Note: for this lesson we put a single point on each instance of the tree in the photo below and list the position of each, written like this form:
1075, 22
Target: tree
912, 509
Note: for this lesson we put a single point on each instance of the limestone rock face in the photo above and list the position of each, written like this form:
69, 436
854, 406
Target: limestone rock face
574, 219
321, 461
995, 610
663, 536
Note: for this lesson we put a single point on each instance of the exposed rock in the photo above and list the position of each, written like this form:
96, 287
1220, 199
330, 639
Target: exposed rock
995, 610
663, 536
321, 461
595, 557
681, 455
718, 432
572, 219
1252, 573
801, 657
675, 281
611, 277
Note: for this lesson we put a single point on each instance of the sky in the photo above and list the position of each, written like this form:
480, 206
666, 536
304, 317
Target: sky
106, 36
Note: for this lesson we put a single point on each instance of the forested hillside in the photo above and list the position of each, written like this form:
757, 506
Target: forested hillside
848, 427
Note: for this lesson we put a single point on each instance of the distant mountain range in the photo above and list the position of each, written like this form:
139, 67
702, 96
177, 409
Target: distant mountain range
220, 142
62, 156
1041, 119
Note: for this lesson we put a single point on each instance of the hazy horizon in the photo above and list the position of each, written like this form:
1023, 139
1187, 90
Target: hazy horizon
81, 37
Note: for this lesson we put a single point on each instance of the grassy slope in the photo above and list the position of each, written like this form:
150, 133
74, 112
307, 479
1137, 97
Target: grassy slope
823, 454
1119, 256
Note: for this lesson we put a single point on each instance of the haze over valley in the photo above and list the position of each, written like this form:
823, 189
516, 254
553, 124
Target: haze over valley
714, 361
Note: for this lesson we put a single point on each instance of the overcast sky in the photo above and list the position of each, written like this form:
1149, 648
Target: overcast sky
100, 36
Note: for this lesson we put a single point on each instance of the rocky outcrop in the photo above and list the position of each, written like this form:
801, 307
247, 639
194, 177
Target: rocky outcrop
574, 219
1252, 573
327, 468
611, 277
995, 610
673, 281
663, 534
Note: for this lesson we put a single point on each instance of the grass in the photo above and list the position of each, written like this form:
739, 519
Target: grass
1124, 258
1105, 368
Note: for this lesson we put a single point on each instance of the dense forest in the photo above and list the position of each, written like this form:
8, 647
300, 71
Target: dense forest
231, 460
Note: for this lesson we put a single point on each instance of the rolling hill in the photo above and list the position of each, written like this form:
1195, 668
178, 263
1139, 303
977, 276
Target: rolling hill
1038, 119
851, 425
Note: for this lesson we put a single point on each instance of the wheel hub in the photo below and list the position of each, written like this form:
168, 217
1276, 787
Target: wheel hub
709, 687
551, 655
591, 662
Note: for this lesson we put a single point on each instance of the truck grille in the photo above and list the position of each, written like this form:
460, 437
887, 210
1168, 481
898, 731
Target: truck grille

——

● STATED TASK:
Starting from the line with "of the rocky" and ending with the final line of the data, quote every line exactly, both ends included.

● FULL RESPONSE:
Note: for this lesson we put a single point on each instance of the rocky outcrop in the photo above and list the position of each, written like this form:
801, 307
247, 639
194, 177
Target: rocky outcrop
574, 219
1252, 573
327, 468
611, 277
995, 610
673, 281
663, 534
Note: for this lesson we put a single point on each instance of the grass in the photo above and list the position of each, written like this form:
739, 519
Target: grass
1124, 258
1105, 368
Note: for this lesson we put a single point on each instance of the dense forest in the photo above and list the position of each, written like this form:
8, 647
300, 71
Target: dense forest
231, 460
Note: for this lesson we put a single point on each instance of the rolling hill in the photo above and list the position of each, written like this form:
1195, 668
178, 263
1139, 303
977, 276
Target: rolling hill
1038, 119
851, 425
Note: for this lesson we put a single point on each instance of the wheel hub in the photo below and list the position of each, written like this form:
168, 217
1276, 787
Target: wheel hub
709, 687
551, 655
591, 662
Note: for this lesson we put a single point on each instance of the truck grille in the photo above and list the position of each, written like this form:
460, 437
887, 210
1168, 481
898, 731
Target: truck grille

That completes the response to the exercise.